◆ **Kısa görev a**
Aşağıdaki kayıtlardan "handle" sözcüğünü içeren satırları ayıklayın ve her birini aynen aktarın.

◆ **Alıntılanan metin**
○ ○ ○

| Konu: | Bakanlığına bağlı kurumlarda kayıtlı olan bazı çocukların kayıp olduğu ve bu kurumlarda kaç çocuğun olduğunu tespit edemediği iddiasıyla, Aile ve Sosyal Politikalar Bakanı Ayşenur İslam hakkında gensoru açılmasına ilişkin önergesi (11/52) |
| Yasama Yılı: | 5 |
| Birleşim: | 80 |
| Tarih: | 19.03.2015 |
BİNNAZ TOPRAK (İstanbul) - Teşekkürler Sayın Başkan.
Merhaba arkadaşlar.
Şimdi, Türkiye'de kâğıt üstünde her bir şey harika. Mesela, bu çocuk meselesine ilişkin olarak kâğıt üstünde baktığımda ben -önergede de zaten yazıyor- çocuk yuvalarımız var, kız yetiştirme yurtları var, erkek yetiştirme yurtları var, sevgi evleri var, bakım ve sosyal rehabilitasyon merkezleri var, koruma, bakım ve rehabilitasyon merkezleri var yani yok, yok. Aslında, kâğıt üzerinde fevkalade bir durumdayız gibi gözüküyor.
Ama, öte yandan, buralarda ne olduğuna, neler yapıldığına baktığınızda, gerçekten de çok ciddi sorunlar var. Yani, bir kere, önergede belirtildiği gibi, bütün bu yuvalarda, yetiştirme yurtlarında, sevgi evlerinde vesaire veya rehabilitasyon merkezlerinde kayıtlı çocuklar ile orada kalan çocuklar arasında -anladığım kadarıyla- büyük bir fark var ve milletvekilimiz Nur Serter arkadaşımız bunu Bakanlığa sormuş ama Bakanlık tam bir cevap verememiş. Yani, bu çocuklar nereye kayboldular, neredeler? Bu kurumun her birinde aradaki fark nereden kaynaklanıyor? Bunu bilmiyoruz. Öldüler mi, sokağa mı atıldılar? Ne oldukları hakkında bir fikrimiz yok.
Aynı şekilde, nasıl ki kâğıt üzerinde birtakım kurumlarımız var, biz aynı şekilde çocuk haklarıyla ilgili olarak uluslararası her türlü sözleşmeye imza atmışız. Öte yandan, Cumhurbaşkanımız, biliyorsunuz, uzun süredir her Türkiyeli kadının 3 çocuk yapmasını, hatta mümkünse 5 çocuk yapmasını öneriyor yani bir çocuk politikamız var. Aynı zamanda da bu iktidar sürekli olarak aileyi vurguluyor yani Bakanlığın ismi de zaten ilk başlarda "Aile" değilken, "Aile" tabiri yokken Bakanlığın isminde, "aileyi koruma" diyerek Bakanlığa da "Aile" ibaresi kondu.
Parantez içinde şunu da söyleyeyim: Aslında bu bütün kadın örgütlerinin itiraz ettiği bir mesele. Türkiye'deki kadın sorunları, sorunsalı o kadar ciddi boyutlara ulaşmış vaziyette ki, bir eşitlik bakanlığı olması şart. Sadece belki kadın sorununa değil, eşit olmayan bütün gruplara bakacak. Ama bu parantez içinde bir mesele.

○ ○ ○

Konum belirleme öğeleri

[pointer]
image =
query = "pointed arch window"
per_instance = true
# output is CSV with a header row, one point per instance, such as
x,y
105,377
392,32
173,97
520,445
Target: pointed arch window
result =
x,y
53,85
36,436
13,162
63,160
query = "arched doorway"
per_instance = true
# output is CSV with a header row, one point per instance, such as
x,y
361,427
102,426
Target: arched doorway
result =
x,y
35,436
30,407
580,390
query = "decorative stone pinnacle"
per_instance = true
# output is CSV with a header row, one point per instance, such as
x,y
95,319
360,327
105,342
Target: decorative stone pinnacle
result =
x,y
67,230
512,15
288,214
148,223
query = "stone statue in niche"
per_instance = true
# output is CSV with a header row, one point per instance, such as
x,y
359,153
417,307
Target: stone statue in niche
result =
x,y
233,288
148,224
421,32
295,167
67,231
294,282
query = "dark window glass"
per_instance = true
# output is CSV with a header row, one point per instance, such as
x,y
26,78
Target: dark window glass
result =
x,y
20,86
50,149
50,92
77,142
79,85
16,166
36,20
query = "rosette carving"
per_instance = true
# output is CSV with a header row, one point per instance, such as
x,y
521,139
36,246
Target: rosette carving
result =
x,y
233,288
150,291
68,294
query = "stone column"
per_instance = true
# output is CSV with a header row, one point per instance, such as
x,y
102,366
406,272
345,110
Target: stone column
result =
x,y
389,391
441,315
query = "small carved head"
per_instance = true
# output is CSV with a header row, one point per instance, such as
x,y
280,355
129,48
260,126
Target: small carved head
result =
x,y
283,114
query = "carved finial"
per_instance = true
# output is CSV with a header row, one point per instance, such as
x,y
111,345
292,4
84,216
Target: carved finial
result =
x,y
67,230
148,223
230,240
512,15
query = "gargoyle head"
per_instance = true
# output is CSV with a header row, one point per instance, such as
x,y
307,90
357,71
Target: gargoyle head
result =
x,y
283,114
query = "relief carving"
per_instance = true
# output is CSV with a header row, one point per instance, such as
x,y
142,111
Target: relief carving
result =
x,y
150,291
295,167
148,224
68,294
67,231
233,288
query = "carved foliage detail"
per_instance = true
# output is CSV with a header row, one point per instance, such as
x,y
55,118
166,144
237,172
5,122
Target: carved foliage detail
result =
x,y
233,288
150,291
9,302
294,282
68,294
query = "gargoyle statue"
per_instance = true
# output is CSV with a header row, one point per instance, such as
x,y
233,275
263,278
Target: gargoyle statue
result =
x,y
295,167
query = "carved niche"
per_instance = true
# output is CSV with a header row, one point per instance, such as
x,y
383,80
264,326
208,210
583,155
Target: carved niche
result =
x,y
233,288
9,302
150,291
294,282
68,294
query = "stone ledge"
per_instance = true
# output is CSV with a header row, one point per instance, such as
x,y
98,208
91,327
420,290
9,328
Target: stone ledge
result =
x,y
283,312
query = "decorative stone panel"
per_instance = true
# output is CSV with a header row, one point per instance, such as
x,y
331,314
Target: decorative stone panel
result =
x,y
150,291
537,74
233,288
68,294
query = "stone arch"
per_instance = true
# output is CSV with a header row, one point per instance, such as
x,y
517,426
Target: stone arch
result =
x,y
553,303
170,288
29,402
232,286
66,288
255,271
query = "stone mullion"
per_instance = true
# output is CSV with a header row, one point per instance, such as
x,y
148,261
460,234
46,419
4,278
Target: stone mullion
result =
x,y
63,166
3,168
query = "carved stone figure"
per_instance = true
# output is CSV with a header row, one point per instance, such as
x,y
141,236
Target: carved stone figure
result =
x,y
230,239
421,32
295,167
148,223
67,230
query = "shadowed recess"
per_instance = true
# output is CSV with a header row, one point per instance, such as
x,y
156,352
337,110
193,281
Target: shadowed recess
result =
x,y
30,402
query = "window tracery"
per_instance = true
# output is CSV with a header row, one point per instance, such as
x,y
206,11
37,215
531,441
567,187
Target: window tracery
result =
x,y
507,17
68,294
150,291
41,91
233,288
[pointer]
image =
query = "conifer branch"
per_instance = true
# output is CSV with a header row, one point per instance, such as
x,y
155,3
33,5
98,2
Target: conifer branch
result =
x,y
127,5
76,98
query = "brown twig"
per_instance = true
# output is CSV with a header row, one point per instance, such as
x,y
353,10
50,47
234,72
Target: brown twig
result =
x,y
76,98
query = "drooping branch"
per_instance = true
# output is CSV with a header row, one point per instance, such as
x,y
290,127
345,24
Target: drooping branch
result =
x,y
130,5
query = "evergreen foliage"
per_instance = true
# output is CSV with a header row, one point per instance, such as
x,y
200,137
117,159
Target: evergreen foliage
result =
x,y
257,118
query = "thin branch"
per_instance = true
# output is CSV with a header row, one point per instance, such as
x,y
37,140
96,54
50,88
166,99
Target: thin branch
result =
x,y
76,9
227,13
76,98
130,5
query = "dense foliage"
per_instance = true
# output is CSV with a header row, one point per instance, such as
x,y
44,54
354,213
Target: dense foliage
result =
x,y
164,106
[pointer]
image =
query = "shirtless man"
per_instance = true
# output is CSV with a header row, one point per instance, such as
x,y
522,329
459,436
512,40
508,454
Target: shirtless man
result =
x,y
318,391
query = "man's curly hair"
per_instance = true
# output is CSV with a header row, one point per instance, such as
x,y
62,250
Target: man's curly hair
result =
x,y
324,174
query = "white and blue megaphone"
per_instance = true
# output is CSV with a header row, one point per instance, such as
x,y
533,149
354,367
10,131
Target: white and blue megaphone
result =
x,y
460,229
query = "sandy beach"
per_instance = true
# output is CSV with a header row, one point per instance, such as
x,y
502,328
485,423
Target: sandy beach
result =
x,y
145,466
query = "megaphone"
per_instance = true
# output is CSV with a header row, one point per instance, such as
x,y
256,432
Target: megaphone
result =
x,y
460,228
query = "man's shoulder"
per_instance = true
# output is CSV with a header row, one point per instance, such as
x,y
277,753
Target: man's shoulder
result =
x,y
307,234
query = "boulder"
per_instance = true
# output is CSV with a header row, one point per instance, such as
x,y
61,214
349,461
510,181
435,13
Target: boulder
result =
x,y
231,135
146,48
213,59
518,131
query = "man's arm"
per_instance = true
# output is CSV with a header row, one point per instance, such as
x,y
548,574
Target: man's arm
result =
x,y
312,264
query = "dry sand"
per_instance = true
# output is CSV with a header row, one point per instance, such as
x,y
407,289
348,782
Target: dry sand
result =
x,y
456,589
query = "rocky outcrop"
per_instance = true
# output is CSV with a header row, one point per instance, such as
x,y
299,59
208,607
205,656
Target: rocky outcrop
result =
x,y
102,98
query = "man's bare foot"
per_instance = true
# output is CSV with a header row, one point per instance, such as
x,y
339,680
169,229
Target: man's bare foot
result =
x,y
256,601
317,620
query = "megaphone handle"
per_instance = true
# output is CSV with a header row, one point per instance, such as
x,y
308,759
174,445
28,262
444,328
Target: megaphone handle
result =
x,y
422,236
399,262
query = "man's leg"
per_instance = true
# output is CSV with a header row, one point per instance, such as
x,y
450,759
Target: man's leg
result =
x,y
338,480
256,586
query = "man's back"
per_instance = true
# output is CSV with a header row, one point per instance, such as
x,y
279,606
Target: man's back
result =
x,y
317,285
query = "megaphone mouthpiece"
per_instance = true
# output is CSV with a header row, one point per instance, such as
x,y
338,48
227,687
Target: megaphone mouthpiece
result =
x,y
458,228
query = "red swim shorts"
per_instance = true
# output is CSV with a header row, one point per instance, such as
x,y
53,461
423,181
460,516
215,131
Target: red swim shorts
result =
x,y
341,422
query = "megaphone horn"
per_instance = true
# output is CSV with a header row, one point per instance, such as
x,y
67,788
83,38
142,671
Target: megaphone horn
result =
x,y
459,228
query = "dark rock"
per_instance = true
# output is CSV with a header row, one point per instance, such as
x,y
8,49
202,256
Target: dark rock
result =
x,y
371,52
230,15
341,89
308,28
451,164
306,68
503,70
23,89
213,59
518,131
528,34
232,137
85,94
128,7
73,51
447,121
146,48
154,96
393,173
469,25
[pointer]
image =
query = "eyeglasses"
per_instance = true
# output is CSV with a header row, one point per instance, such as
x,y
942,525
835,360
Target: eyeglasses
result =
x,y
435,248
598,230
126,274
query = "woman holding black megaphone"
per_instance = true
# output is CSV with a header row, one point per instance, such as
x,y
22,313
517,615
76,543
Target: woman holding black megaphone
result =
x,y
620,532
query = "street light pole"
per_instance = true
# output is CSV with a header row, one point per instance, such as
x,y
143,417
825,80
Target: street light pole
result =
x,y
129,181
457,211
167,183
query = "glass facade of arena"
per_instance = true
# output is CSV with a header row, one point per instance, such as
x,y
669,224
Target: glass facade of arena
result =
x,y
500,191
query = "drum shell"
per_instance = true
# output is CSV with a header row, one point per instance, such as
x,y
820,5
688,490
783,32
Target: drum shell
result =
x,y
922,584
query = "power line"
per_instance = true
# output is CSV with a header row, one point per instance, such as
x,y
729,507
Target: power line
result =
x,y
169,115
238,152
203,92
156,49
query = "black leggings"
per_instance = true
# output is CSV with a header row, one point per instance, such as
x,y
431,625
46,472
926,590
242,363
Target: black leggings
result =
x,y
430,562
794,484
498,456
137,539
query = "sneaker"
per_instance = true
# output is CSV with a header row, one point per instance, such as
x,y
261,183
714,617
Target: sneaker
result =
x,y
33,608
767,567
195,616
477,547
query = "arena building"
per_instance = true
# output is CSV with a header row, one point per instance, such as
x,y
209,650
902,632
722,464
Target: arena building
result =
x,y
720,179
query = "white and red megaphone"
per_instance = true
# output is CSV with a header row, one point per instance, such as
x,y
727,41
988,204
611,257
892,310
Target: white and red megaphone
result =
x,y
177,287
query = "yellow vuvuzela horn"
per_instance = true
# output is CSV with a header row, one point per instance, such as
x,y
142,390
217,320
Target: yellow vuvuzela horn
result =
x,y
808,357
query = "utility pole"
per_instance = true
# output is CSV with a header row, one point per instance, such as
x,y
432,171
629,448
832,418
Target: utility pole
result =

○ ○ ○

◆ **Kısa görev b**
Bakanlık kurumlarındaki kayıp çocuklara ilişkin yukarıdaki konuşmayı, gösterilen son cümleden sonra lütfen sürdürün.

◆ **Beklenen çıktı a**
query = "megaphone handle"
Target: megaphone handle

◆ **Beklenen çıktı b**
Yani şunu söylemek istiyorum: Sözde ve görünüşte çocukları el üstünde tutuyor bu toplum. Hem kurumlar var hem çok çocuk yapılsın isteniyor, aynı zamanda aile vurgulanıyor vesaire. Ben sosyoloji derslerini hatırlıyorum -liselerde falan okuduğumuz- "Aile anne, baba ve çocuklardan müteşekkil." diye yazardı, çekirdek aile için. Şimdi, çocuklar demek ki ailenin bir parçası ama genelinde baktığımızda, gerçekten de Türkiye'de telef olan çocuk sayısı inanılmaz diye düşünüyorum.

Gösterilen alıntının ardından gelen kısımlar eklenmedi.